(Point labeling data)
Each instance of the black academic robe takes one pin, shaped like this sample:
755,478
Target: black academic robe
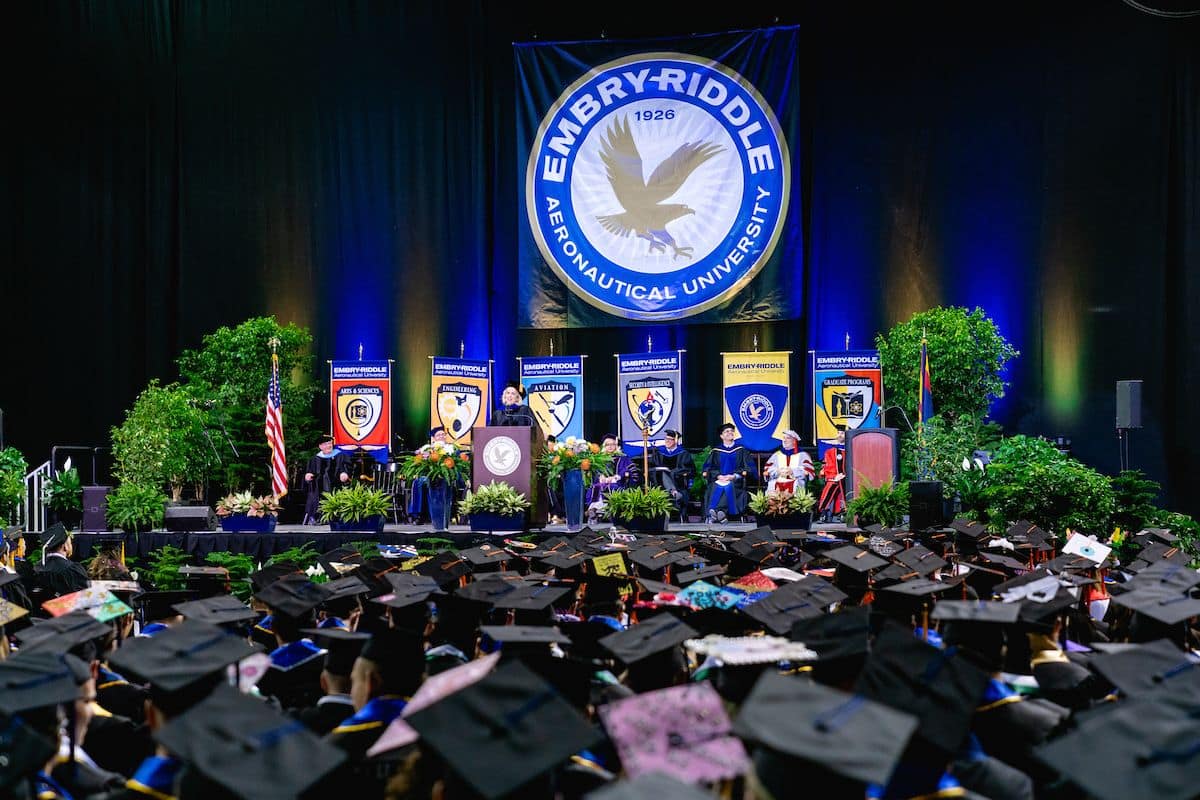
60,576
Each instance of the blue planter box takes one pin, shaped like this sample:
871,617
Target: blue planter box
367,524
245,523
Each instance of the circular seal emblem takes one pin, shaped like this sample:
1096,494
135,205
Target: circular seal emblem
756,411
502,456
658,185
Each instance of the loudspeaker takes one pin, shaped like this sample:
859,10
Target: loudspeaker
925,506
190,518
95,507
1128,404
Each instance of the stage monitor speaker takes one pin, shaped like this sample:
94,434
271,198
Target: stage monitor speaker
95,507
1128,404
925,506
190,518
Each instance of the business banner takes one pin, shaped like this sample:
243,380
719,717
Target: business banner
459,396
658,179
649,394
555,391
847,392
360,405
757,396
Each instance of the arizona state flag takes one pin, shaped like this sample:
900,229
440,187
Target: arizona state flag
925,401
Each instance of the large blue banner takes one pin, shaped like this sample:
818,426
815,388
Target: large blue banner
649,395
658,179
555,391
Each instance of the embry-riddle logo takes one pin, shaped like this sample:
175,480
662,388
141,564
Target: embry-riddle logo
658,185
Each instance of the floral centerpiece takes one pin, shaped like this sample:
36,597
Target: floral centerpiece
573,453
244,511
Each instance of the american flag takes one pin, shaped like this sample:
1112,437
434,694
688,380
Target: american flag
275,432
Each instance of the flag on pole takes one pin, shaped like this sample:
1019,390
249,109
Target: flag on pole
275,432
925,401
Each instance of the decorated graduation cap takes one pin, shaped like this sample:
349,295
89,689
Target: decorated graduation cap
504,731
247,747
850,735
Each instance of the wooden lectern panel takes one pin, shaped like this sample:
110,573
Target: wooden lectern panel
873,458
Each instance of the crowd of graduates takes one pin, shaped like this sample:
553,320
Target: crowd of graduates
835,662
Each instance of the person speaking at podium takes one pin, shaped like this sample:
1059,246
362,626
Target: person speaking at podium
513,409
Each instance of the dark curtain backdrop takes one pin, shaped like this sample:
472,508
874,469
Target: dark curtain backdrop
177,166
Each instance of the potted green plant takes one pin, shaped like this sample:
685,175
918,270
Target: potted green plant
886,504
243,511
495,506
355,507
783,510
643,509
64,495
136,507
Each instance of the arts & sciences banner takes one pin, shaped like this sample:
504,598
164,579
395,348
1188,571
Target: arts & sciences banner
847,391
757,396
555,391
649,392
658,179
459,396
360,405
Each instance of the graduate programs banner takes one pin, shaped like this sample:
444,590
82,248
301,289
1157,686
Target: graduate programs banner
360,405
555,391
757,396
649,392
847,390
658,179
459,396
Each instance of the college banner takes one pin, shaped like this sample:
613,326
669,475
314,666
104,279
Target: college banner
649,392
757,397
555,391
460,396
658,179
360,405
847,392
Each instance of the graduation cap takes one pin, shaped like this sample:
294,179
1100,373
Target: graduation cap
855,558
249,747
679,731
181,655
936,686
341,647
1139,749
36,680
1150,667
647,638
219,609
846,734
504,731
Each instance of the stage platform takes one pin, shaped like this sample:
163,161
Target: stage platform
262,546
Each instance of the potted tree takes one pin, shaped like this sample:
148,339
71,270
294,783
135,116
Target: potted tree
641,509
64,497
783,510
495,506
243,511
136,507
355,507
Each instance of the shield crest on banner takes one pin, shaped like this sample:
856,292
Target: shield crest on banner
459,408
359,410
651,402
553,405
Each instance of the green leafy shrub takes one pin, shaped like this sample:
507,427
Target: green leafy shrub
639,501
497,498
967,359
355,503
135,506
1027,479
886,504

= AIM =
Write out all of the data above line for line, without changing any of it. Leave the pictures out.

= ANSWER FOR THIS EXERCISE =
Each instance of the black academic robe takes one pin, shaped like this sample:
755,478
Target: black academic robe
60,576
Each instance of the blue planter box takes one pin, shaped like this sample:
871,617
Target: blue planter box
367,524
245,523
Each instance of the circular seal emblem takes one pin, shaped like this sample:
1096,494
135,205
Target: circular seal emblem
756,411
502,456
658,185
Each instance of the loudspeaker takes one pin, shaped like this sample:
859,10
Target: loudspeaker
925,506
190,518
95,507
1128,404
Each instance of the stage monitor speaker takes one pin, shaped like this sample:
94,434
271,198
Target: stage monitor speaker
95,507
1128,404
925,506
190,518
Each instance of the business banner takes one pin, shaped like this sample:
243,380
719,717
Target: business banner
459,396
658,179
649,394
555,391
847,392
360,405
757,396
Each instance of the arizona state flag takes one pin, shaped like this sample:
900,229
440,187
Target: arizona state flag
925,401
Each instance of the large blue banner takes one pin, shaped like this sample:
818,426
815,388
Target: large blue banner
649,395
658,179
555,391
Each instance of the embry-riddle logo takes one pin, shaped like this sample:
175,480
662,388
141,564
Target: embry-riddle logo
658,185
Each instance of the floral centerpiece takes one pin, shaped like this sample:
36,597
Target: floral centerpiece
573,453
244,511
Each instance of the american flag takes one pin, shaped like this sample:
1112,437
434,694
688,380
Target: american flag
275,432
Each instance of the flag on pole takes one pin, shaped like this sample:
1019,390
249,109
Target: flag on pole
275,432
925,401
Each instance of the decorated graduation cap takes one pin, shaped like this sample:
349,295
89,689
Target: decorated graduation cap
504,731
247,747
850,735
Each instance of the wooden lectern panel takes one pin, shaped like this sample:
110,573
Target: wooden lectern panel
873,458
Each instance of the crowd of graduates takes one pin, shaped like this sample:
553,320
Target: crowd of graduates
835,662
Each instance of the person speaking at podium takes one pin, shaped like this sample:
1059,246
362,626
Target: person speaking at podium
513,409
Each instance of the dark curtain backdrop takes one pin, shaped like this sample:
472,508
874,469
Target: dark curtain backdrop
177,166
Each instance of the potted green plant takes one pin, shaped like this sample:
685,175
918,270
Target: potted green plant
886,504
243,511
495,506
355,507
783,510
643,509
64,495
136,507
Each instance of the arts & sciences banner takes one pin, shaped like this sample:
504,598
164,579
395,348
1188,571
Target: arts & sciences banner
847,391
757,396
555,391
649,392
658,179
459,396
360,405
Each instance of the graduate programs banner takes one pin, shaped like this sample:
444,590
82,248
301,289
1157,686
Target: graduate programs banner
360,405
555,391
757,396
649,392
847,390
658,179
459,396
Each instance of the college banner takes one pin, shaped like this sample:
613,326
669,475
314,666
104,279
Target: college banner
649,392
757,397
555,391
460,396
658,179
360,405
847,392
Each instance of the graduation cap takes one pin, shaped like this sample:
294,179
1100,373
Target: graduation cap
855,558
249,747
679,731
181,655
936,686
341,647
1139,749
36,680
1150,667
647,638
219,609
846,734
504,731
Each instance of the stage platform takes one pin, shaped like this sample:
163,161
Target: stage platform
262,546
Each instance of the potted tree takes one pin, shaped like this sample:
148,339
71,270
294,783
135,116
Target: potted tree
641,509
64,497
783,510
495,506
243,511
136,507
355,507
Each instance of the shield crest on banner takes one pin, shaped like this sample:
856,292
Target: shield crest on banner
459,408
359,410
651,402
553,405
Each instance of the green leafy shrub takes one pin, shaped like this sample:
507,427
Target: green leafy shrub
639,501
497,498
967,359
355,503
135,506
1027,479
886,504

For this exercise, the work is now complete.